» **Teks Kutipan**:
Kisah Fatimah dan Ibunya, Hidup di Pinggir Rawa, 9 Tahun Hanya Makan Mie Instan
Dalam kondisi hamil, Bu Nur meninggalkan rumahnya dan memutuskan untuk membuat gubuk di tanah dekat rawa bekas galian tambang pasir.
Editor: Dewi Agustina
KISAH ini bermula dari 10 tahun lalu. Saat itu Bu Nur (45) yang sedang mengandung Siti Fatimah ditinggal suaminya karena menjalin hubungan dengan perempuan lain.
Dalam kondisi hamil, Bu Nur meninggalkan rumahnya dan memutuskan untuk membuat gubuk di tanah dekat rawa bekas galian tambang pasir di galian C Klungkung.
Daerah itu merupakan bekas lokasi tambang pasir dan daerah yang terisolasi, tak ada akses jalan dan listrik.
Siti Fatimah lahir di sana, di gubuk pinggir rawa itu.

» **Soal Latihan 1**:
Apakah tiap pernyataan berikut sesuai dengan teks kutipan? Jawab ya atau tidak, lalu kutip kata-kata penentunya persis dari teks.
(a) Bu Nur ditinggal suaminya ketika sedang mengandung Siti Fatimah.
(b) Daerah tempat Bu Nur membuat gubuk memiliki akses jalan dan listrik.
(c) Siti Fatimah lahir di gubuk di pinggir rawa.
» **Soal Latihan 2**: Menurut teks kutipan, di mana Bu Nur membuat gubuknya?

» **Baris Data**:
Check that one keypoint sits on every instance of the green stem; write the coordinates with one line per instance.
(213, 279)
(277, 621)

» **Jawaban Tertulis 1**:
(a) Ya: "Saat itu Bu Nur (45) yang sedang mengandung Siti Fatimah ditinggal suaminya"
(b) Tidak: "tak ada akses jalan dan listrik"
(c) Ya: "Siti Fatimah lahir di sana, di gubuk pinggir rawa itu."

» **Jawaban Tertulis 2**: Di tanah dekat rawa bekas galian tambang pasir di galian C Klungkung.